Saved entries:
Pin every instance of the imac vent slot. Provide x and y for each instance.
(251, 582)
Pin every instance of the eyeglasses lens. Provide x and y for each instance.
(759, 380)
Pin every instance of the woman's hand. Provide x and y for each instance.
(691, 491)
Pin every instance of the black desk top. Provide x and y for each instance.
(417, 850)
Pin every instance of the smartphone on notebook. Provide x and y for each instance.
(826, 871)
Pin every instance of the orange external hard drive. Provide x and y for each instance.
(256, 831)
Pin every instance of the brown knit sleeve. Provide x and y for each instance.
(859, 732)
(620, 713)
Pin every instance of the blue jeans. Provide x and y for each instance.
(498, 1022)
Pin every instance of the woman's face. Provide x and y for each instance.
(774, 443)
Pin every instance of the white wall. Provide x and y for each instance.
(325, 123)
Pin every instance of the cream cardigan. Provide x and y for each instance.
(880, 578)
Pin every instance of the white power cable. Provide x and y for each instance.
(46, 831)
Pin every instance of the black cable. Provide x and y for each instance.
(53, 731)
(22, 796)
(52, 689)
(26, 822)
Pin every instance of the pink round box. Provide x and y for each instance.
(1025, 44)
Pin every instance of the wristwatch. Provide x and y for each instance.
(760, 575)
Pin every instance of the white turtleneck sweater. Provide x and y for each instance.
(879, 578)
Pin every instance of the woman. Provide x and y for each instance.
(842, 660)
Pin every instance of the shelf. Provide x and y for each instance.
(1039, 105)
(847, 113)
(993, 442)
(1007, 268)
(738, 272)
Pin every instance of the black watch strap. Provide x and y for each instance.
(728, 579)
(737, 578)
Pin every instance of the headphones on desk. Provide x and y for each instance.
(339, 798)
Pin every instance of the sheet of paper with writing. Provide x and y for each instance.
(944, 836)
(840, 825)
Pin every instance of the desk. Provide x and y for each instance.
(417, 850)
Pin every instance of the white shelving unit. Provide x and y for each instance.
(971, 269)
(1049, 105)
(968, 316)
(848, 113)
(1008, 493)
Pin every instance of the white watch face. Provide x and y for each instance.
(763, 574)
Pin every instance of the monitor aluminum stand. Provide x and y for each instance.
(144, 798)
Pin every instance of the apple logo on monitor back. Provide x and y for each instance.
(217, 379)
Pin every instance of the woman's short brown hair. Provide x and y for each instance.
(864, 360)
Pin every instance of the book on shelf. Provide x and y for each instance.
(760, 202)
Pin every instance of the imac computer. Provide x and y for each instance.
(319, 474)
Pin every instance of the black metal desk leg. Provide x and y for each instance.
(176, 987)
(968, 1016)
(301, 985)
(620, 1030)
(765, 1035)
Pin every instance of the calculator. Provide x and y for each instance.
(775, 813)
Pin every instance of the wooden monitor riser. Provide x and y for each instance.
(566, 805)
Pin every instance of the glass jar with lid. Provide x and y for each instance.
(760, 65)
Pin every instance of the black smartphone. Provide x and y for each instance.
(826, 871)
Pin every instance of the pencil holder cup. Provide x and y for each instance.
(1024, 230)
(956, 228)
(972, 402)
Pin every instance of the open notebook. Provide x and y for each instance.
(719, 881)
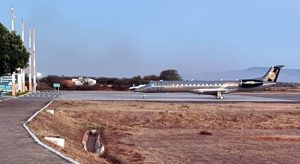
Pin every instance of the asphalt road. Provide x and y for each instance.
(16, 144)
(185, 97)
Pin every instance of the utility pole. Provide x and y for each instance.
(23, 70)
(30, 59)
(12, 21)
(34, 56)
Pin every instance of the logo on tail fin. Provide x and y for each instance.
(272, 74)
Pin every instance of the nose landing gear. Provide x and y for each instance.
(219, 96)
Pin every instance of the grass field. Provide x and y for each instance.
(149, 132)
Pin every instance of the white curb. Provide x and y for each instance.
(42, 144)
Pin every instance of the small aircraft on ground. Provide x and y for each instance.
(216, 88)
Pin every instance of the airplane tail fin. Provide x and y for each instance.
(272, 74)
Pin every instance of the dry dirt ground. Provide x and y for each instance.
(149, 132)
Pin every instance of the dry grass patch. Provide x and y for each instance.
(118, 121)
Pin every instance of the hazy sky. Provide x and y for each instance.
(138, 37)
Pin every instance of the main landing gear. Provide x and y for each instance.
(219, 96)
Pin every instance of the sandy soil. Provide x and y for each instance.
(148, 132)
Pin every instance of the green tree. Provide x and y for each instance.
(13, 53)
(170, 74)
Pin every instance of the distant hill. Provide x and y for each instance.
(286, 75)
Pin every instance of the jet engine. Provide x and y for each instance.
(250, 83)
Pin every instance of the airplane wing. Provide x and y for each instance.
(211, 91)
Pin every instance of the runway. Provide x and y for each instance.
(177, 97)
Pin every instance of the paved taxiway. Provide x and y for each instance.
(185, 97)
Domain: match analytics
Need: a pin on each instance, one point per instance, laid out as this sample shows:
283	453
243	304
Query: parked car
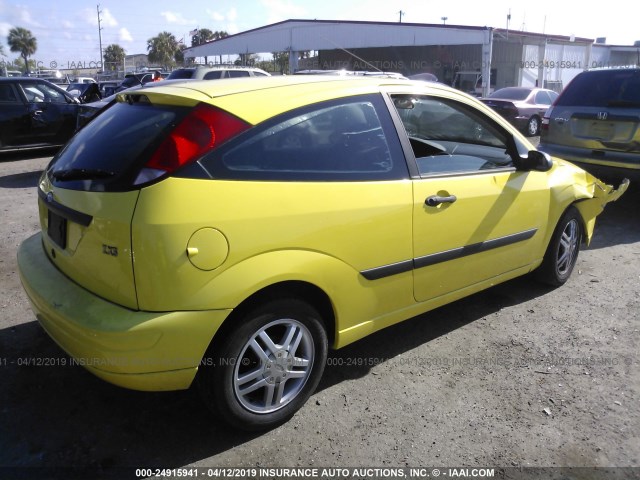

Prompt:
Copy each line of the records above without change, but do not include any picture.

The answer:
Pin every instance of the imac vent slot. Provide x and y for each instance.
(251, 582)
Pin every instance of the eyeglasses lens. Provide x and y for each instance.
(759, 380)
Pin every instance of the woman's hand. Provide x and y for each instance.
(691, 491)
Pin every instance of the black desk top. Provide x and y for each instance.
(417, 850)
Pin every instance of the smartphone on notebook. Provide x and y for each instance.
(826, 871)
Pin every instance of the orange external hard drive. Provide x and y for each instance.
(256, 831)
Pin every instance of the brown knit sleeve. Provide x and y for each instance.
(859, 732)
(620, 713)
Pin every instance of the blue jeans. Provide x and y for each instance.
(498, 1022)
Pin every instance of the woman's face. Provide x and y for each instance.
(774, 443)
Pin every instance of the white wall. Provide x and y for each instance.
(325, 123)
Pin every instance of the cream cardigan. Provide x and y for each instance.
(880, 578)
Pin every instance of the white power cable. Provide x and y for each instance.
(46, 831)
Pin every instance of the black cable. Provide x and y for each instance.
(53, 731)
(22, 796)
(52, 689)
(26, 822)
Pin every instance of the pink round box. Provide x and y for each instance.
(1025, 44)
Pin every instance of the wristwatch. Provide x and y for each instance.
(760, 575)
Pin every instance of the white turtleneck sweater. Provide x and y for each instance.
(879, 578)
Pin every instance of the woman. Provide x and y for each instance.
(842, 660)
Pin every instance of the shelf. Provide x and y for each instance.
(1039, 105)
(847, 113)
(993, 442)
(1007, 268)
(738, 272)
Pin every instance of the black watch strap. Provide x and y for each instance.
(728, 579)
(737, 578)
Pin every instance of the headphones on desk. Provide x and y for each instance.
(339, 798)
Pin every instance of the sheet of paper with writing. Provide x and y for each instance.
(944, 836)
(840, 825)
Pin every instance of the desk. Provide x and y for each instance.
(417, 850)
Pin every instance of the white shelving unit. Provide x and y for each instance.
(971, 269)
(1049, 105)
(968, 316)
(848, 113)
(1008, 493)
Pin every instance of the white watch face. Provide x and y for each instance.
(763, 574)
Pin every instance of the monitor aluminum stand. Provide x and y for each instance.
(144, 798)
Pin every instance of the apple logo on monitor back. Provide x and y for each instance.
(217, 379)
Pin every instance of the woman's short brown hair. Provide x and y for each instance.
(864, 360)
Pin every instance of the book on shelf. Provide x and y for each instance.
(760, 202)
Pin every instance of the imac computer. Provide x and y for each instance.
(319, 474)
Pin every instance of the black metal desk leg. Provide x and y for each instance.
(176, 987)
(968, 1016)
(301, 985)
(620, 1030)
(765, 1035)
Pin every instance of the calculator. Provide x and y for each instance.
(775, 813)
Pin every instance of the wooden monitor riser. Provide x and y for each instance.
(566, 805)
Pin every instance of the glass jar with lid. Provide x and y for each instance.
(760, 65)
Pin every instance of the black smartphone. Provide x and y for each instance.
(826, 871)
Pin every instance of the pencil holder cup. Provide x and y for each instance.
(1024, 230)
(956, 228)
(972, 402)
Pin every instance of the open notebook. Provide x and y for each instance.
(719, 881)
Pin every instance of the asphalt road. Provide x and y for each instance.
(16, 144)
(185, 97)
Pin every instance of the utility pole. Provide x and y for each instance.
(23, 70)
(30, 59)
(12, 21)
(34, 56)
Pin every instance of the logo on tail fin. Provide x and y for each instance.
(272, 74)
Pin every instance of the nose landing gear. Provide x and y for each instance.
(219, 96)
Pin every instance of the grass field. Provide x and y for each instance.
(149, 132)
Pin every instance of the white curb. Provide x and y for each instance.
(42, 144)
Pin every instance of the small aircraft on ground. Provide x and y for each instance.
(216, 88)
Pin every instance of the airplane tail fin. Provide x and y for each instance.
(272, 74)
Pin every instance of the dry dirt ground. Provide x and y for each instance.
(149, 132)
Pin every instance of the dry grass patch. Provide x and y for each instance.
(118, 121)
Pin every instance of the hazy sky. Provide x and y for each instance.
(138, 37)
Pin every instance of the main landing gear. Provide x and y for each instance.
(219, 96)
Pin every instance of the sandy soil. Provide x and y for each instance.
(148, 132)
Pin every instance of the green tree. Provide x and y for each instance.
(13, 53)
(170, 74)
Pin every instance of the distant hill. Provide x and y for each instance.
(286, 75)
Pin every instance of the jet engine. Provide x and y for each instance.
(250, 83)
Pin every instance of the airplane wing. Provide x and y for each instance.
(211, 91)
Pin every instance of the runway. Provide x and y for each instance.
(177, 97)
Pin every instance of the paved taxiway. Provide x and y for each instance.
(185, 97)
Domain: match analytics
Need: a pin on each instance, one point per instance, laid out as this sample shows:
283	453
243	304
Query: parked car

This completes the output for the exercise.